= ABOUT THIS EXERCISE =
Filter the records for lines holding the string "hair".

(Image-grounded pointing data)

········

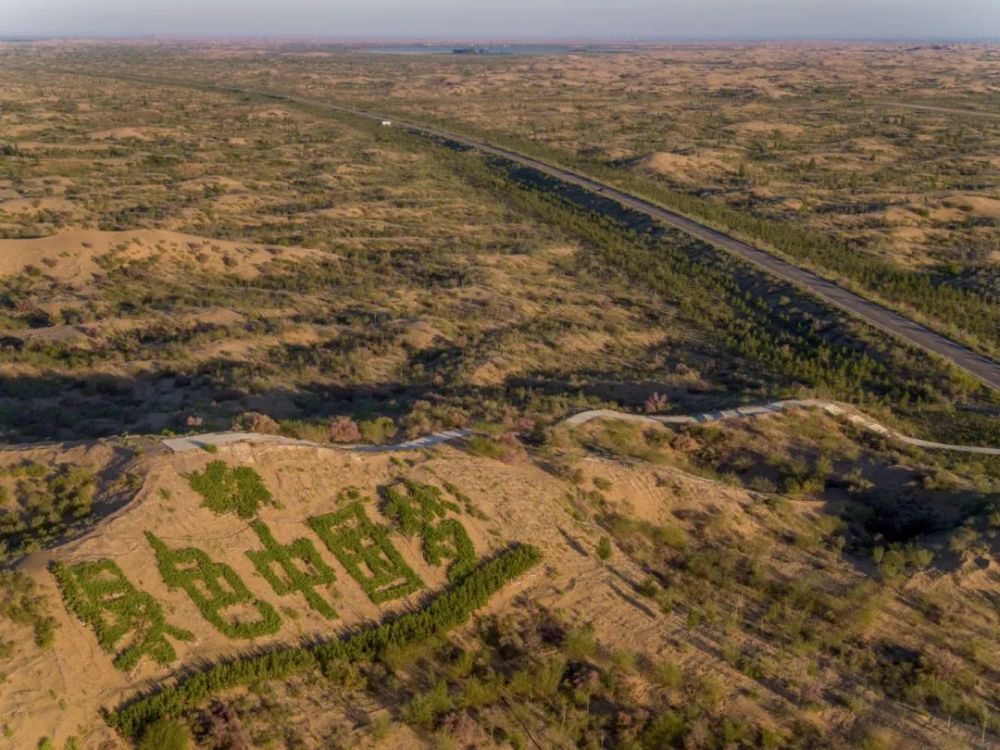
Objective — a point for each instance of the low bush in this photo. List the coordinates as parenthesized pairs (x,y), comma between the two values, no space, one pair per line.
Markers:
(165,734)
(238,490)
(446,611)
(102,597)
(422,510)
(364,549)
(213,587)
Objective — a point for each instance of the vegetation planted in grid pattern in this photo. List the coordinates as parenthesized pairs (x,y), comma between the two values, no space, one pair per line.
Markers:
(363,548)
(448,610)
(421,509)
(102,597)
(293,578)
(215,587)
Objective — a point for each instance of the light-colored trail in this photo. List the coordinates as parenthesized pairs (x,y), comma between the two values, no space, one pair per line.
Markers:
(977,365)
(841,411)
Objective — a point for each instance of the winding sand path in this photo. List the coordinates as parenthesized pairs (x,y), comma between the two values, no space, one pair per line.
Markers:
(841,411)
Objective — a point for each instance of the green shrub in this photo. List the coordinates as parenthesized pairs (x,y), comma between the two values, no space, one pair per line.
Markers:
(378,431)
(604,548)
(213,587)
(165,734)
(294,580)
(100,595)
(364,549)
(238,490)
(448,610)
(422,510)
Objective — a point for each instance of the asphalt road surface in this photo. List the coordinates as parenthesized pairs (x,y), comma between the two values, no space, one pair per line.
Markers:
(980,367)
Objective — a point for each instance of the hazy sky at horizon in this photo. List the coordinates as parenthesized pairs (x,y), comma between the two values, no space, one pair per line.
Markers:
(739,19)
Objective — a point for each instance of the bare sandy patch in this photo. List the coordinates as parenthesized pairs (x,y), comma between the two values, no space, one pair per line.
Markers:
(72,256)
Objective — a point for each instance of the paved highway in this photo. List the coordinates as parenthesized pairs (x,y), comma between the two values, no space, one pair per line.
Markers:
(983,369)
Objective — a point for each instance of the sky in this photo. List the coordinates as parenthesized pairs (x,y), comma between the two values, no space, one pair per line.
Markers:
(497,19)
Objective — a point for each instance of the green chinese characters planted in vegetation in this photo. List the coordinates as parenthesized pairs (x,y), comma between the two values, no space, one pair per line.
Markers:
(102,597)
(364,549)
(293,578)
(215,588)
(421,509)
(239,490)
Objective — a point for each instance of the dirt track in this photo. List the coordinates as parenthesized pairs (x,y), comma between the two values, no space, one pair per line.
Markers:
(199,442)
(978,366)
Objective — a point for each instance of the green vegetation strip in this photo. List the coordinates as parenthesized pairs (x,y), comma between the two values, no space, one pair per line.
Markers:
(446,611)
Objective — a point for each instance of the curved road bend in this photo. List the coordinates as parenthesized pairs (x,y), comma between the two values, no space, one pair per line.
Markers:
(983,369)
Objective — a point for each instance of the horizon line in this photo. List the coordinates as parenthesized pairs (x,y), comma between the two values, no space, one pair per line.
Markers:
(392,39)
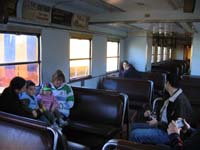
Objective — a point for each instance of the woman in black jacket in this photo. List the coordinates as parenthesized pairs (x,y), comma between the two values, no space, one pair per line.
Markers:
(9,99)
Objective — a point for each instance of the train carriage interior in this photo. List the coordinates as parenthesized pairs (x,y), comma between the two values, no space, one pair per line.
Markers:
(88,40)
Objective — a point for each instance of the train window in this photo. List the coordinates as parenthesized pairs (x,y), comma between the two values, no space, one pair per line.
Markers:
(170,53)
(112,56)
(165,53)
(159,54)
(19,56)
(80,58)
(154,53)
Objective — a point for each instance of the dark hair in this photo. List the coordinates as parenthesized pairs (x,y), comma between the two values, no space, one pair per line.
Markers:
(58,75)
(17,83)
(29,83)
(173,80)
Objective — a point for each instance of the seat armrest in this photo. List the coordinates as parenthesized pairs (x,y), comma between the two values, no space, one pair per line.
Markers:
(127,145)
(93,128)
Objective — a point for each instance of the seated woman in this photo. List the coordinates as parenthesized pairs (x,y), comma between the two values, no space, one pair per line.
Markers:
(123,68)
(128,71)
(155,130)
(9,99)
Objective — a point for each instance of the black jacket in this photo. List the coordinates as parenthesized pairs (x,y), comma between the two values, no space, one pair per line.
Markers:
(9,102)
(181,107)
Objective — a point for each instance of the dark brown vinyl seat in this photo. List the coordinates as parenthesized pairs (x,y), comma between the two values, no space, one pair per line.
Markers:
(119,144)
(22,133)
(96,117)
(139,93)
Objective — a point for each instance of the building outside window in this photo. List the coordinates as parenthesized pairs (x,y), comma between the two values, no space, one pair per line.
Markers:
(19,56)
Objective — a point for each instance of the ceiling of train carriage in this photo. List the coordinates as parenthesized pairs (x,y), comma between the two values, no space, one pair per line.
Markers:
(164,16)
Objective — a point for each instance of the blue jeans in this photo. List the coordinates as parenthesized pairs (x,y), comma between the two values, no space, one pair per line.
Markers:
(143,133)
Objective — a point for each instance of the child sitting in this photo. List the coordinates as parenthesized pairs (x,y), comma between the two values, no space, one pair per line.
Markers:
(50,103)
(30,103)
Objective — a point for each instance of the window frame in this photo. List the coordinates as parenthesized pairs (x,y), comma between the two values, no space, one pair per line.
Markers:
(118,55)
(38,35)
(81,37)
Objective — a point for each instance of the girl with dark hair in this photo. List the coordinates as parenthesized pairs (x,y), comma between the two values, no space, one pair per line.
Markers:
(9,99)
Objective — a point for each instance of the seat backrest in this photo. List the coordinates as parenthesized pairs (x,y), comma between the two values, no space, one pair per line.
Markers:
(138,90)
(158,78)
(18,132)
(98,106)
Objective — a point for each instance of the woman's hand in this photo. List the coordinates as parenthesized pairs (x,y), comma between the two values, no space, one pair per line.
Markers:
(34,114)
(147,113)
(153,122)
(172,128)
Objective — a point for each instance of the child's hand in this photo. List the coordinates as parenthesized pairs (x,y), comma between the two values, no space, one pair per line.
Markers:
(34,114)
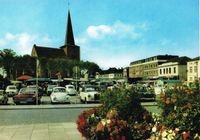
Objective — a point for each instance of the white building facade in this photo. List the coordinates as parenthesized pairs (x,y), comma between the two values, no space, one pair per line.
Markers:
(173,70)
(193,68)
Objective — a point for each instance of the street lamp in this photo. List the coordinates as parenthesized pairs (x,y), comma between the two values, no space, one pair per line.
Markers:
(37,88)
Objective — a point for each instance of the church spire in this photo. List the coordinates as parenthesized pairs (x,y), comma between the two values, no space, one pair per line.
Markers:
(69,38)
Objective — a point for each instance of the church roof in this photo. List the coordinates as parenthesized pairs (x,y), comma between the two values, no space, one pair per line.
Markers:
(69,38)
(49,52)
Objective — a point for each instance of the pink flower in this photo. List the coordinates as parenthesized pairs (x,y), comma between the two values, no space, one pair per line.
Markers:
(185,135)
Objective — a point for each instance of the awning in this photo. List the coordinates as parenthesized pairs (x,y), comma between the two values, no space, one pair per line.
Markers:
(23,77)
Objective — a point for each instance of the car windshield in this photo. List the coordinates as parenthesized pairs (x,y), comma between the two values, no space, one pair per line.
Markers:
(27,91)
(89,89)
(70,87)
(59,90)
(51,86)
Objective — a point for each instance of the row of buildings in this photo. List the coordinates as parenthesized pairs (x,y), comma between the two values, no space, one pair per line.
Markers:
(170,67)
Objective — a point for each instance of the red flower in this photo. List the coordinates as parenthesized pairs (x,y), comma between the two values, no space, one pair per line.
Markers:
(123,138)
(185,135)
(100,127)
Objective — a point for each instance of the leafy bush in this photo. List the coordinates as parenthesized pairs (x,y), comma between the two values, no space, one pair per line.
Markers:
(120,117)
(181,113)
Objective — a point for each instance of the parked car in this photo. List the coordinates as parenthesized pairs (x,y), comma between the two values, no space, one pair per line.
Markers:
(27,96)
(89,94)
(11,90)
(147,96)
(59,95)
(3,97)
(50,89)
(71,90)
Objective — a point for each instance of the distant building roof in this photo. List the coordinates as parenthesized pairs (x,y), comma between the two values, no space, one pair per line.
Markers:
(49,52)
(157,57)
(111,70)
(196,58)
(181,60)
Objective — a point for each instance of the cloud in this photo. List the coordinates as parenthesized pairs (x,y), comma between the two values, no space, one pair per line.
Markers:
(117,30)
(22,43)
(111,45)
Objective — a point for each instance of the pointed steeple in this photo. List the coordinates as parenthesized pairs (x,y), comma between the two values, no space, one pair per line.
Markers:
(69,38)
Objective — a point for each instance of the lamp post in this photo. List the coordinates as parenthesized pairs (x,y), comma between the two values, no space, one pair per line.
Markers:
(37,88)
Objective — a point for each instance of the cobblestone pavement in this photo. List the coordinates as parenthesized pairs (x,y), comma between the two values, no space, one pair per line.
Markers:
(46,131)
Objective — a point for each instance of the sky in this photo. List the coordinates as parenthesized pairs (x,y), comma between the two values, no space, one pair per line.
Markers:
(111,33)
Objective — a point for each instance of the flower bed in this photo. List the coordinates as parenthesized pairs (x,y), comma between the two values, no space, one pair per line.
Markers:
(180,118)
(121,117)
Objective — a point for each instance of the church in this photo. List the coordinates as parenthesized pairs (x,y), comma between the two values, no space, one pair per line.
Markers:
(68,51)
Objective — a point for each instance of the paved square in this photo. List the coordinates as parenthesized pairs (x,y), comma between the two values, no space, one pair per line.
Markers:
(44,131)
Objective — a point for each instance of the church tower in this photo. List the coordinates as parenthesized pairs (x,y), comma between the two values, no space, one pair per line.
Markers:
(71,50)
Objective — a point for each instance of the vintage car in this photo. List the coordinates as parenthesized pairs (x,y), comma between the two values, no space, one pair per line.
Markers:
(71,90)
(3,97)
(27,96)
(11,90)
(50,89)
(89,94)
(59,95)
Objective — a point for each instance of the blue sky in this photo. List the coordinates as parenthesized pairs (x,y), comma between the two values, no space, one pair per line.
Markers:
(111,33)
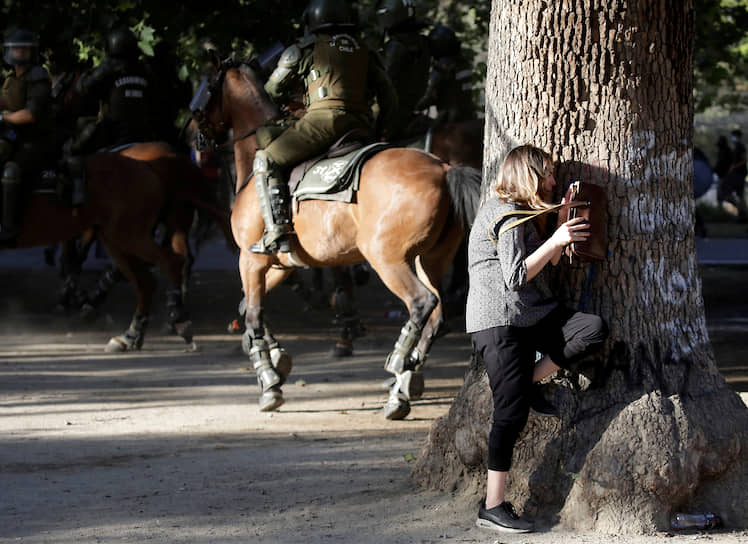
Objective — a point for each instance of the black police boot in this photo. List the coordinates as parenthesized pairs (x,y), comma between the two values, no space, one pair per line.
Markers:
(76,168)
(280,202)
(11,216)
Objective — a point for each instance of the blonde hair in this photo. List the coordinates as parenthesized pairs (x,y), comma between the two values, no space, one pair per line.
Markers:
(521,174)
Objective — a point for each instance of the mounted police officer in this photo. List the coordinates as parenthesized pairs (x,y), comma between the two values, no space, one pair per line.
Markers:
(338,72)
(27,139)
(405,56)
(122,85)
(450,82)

········

= EXERCISE SOLUTION =
Objective — a point for each instance of the dark hair in this photo. List the coordinates as parenthesized pairs (x,y), comma between the two values, no space, one pair per line.
Objective — a point for each instance of the girl with dark hair in this photo. List the coordinates as parenthesized pairs (x,y), comma between the two values, no space, one pair per line.
Objective — a point for each instance of the blonde hair in this photo. List the coordinates as parenthesized pairs (x,y), comma between the two values, no space, one pair per line.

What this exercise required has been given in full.